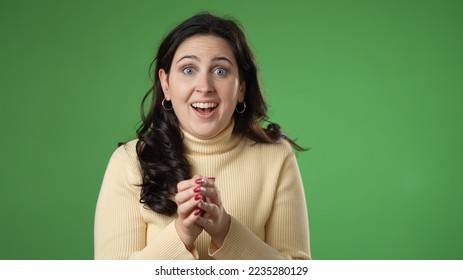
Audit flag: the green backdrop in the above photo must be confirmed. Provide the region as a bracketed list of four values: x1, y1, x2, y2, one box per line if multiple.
[0, 0, 463, 259]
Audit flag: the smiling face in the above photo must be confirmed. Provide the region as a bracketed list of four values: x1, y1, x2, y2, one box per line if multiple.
[159, 35, 245, 139]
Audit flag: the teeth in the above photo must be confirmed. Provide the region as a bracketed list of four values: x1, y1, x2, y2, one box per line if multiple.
[191, 103, 217, 109]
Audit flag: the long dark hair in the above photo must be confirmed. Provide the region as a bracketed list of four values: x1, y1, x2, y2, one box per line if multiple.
[137, 13, 304, 215]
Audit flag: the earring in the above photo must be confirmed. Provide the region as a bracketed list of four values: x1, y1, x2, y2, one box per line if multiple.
[161, 98, 174, 111]
[235, 101, 246, 114]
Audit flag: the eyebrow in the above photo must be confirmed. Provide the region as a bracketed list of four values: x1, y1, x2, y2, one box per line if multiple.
[176, 55, 233, 65]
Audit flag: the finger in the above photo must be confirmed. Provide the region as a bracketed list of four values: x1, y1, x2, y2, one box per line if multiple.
[195, 216, 214, 229]
[177, 194, 203, 219]
[181, 209, 201, 230]
[177, 175, 199, 192]
[198, 200, 220, 219]
[175, 185, 205, 205]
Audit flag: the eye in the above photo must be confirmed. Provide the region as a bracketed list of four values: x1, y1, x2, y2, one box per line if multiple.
[214, 67, 228, 77]
[183, 67, 195, 75]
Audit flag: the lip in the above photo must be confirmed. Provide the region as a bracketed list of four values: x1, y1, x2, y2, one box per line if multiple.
[190, 100, 219, 119]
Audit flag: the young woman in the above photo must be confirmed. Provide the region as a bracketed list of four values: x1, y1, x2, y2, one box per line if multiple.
[95, 14, 310, 259]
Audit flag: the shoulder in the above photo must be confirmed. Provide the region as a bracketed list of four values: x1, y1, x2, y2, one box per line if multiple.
[111, 139, 138, 161]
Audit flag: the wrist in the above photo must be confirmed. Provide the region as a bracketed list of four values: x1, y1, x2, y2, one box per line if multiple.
[211, 213, 231, 248]
[175, 219, 196, 251]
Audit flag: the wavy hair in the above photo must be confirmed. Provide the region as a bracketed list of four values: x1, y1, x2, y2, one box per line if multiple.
[136, 13, 305, 216]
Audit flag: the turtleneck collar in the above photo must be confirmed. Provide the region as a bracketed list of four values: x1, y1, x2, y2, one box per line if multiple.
[181, 120, 242, 155]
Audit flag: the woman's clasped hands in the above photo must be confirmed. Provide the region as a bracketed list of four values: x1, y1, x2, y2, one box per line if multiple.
[175, 175, 230, 251]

* * *

**THE TASK**:
Please print all of the data above exactly as it stands, leaving out the pictures.

**EXERCISE RESPONSE**:
Audit flag: the green backdrop in the above photo must be confirmed. Provide the region as a bracketed list of four values: x1, y1, x2, y2, one box per line if multiple.
[0, 0, 463, 259]
Audit flag: the smiling face in the above photo must be confirmed. Provide the region as a bracketed list of four values: x1, y1, x2, y2, one box per line if multiple.
[159, 35, 245, 139]
Audit flag: the teeth in the above photo must be confirmed. Provide the region as a bracketed list of four values: x1, y1, x2, y2, one box per line if multiple.
[191, 103, 217, 109]
Audit flag: the long dark hair in the above photo must be confirmed. Provide the region as a bracketed list of four values: x1, y1, x2, y2, one box per line if multiple.
[137, 13, 304, 215]
Audit flag: the earring in the above photo must be confirmed. Provide the region as a bracketed list of four values: x1, y1, x2, y2, one box per line if multiple.
[161, 98, 174, 111]
[235, 101, 246, 114]
Audit flag: the eyebrow in the above photo must be confirmed. Provide the region as a bracketed list of four values: x1, y1, x2, y2, one box per line if multiple.
[176, 55, 233, 65]
Audit flag: the finger in the above photo must be confirmed. Provide the region as a bracketed list of four values: x1, y1, x2, y2, one box per line if multiple.
[195, 216, 214, 229]
[177, 194, 203, 219]
[181, 209, 201, 230]
[177, 175, 199, 192]
[198, 200, 220, 219]
[175, 185, 205, 205]
Audit flag: the eye in the above photo must be confirmed. Provide the region as a bracketed list of four values: x1, y1, x2, y2, one box per line if multiple.
[214, 67, 228, 77]
[183, 67, 195, 75]
Audit flag: the lip in the above photo must be confirmed. Provide the region as a bracketed list of four values: x1, y1, x2, y2, one box per line if multiple.
[190, 100, 219, 119]
Audit flag: the young woman in the above photo must be confirmed. Provide the region as a bracketed list of four values: x1, y1, x2, y2, one box per line if multiple.
[95, 14, 310, 259]
Audit flag: the shoulder in the above photo must be confirmed. Provide the region as a bracketed list of four values: x1, y1, x2, y2, one box per line if multiple.
[111, 139, 138, 161]
Audit flag: the wrist in the above photo must be confirmed. Provide the region as a bracketed list of four values: x1, y1, x2, y2, one box per line if multiple.
[211, 213, 231, 248]
[175, 219, 196, 251]
Audit flag: the wavy hair in the above photo must be confirmed. Provide the region as a bracketed list of four values: x1, y1, x2, y2, one box per line if multiple.
[136, 13, 305, 216]
Audit flag: the turtleneck collar in the above photo must be confirmed. Provide the region as a bracketed list of four values: x1, y1, x2, y2, one box per line if multiple.
[181, 120, 242, 155]
Audit flag: the woman's clasped hands in the above photo must be confirmed. Provide the region as a bracketed list of four values: x1, y1, x2, y2, one box per line if multiple.
[175, 175, 230, 251]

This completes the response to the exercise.